[Source records]

—————

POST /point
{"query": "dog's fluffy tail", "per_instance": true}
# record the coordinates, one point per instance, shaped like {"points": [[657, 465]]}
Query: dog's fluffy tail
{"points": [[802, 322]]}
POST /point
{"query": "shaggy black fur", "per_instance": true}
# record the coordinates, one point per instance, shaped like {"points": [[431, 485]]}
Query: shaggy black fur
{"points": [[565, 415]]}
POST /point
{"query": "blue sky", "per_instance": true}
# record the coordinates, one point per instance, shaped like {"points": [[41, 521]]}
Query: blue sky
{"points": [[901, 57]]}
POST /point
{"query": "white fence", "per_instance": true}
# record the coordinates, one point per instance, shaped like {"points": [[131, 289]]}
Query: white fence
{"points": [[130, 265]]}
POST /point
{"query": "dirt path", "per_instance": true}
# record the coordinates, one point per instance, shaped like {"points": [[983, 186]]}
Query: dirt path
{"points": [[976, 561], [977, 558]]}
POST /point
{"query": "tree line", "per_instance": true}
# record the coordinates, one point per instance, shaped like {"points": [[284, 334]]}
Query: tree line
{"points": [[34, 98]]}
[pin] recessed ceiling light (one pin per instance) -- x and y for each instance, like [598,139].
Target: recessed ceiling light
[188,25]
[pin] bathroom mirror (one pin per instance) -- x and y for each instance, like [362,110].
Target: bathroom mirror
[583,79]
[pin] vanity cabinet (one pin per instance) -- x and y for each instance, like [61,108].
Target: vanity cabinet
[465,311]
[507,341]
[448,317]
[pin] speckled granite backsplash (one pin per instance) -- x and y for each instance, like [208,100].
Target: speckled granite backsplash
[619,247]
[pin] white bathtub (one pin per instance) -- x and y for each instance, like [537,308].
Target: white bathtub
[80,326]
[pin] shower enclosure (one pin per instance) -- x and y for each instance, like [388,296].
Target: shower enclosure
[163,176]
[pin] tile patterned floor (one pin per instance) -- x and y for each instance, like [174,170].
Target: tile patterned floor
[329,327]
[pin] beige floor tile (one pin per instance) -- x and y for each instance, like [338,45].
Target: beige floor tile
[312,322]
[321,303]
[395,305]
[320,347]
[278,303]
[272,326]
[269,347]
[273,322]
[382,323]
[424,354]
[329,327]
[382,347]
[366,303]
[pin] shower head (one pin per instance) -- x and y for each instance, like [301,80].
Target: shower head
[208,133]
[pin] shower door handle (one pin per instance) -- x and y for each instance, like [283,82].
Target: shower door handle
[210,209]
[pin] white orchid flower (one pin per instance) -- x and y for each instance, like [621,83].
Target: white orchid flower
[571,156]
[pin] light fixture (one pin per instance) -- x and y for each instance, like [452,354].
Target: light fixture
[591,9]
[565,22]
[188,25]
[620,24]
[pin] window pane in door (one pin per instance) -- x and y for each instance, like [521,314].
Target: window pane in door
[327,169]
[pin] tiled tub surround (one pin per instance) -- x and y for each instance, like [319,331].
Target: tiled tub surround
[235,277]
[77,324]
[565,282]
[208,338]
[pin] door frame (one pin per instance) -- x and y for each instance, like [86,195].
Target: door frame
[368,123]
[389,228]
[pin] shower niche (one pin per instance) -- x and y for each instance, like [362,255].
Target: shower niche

—————

■ **WHAT YOU WILL DO**: Every line above that holds "shaped" should be copied out.

■ **EXERCISE RESULT**:
# record the coordinates, one point per instance, shaped like {"points": [[657, 465]]}
# record the coordinates, one point per instance, shaped like {"points": [[431, 485]]}
# record the coordinates, one point per instance, shaped like {"points": [[41, 521]]}
# record the coordinates, one point per instance, shaped like {"points": [[131, 289]]}
# record the coordinates, one point per instance, shaped like {"points": [[983, 186]]}
# record the coordinates, one point per instance, shaped like {"points": [[284, 334]]}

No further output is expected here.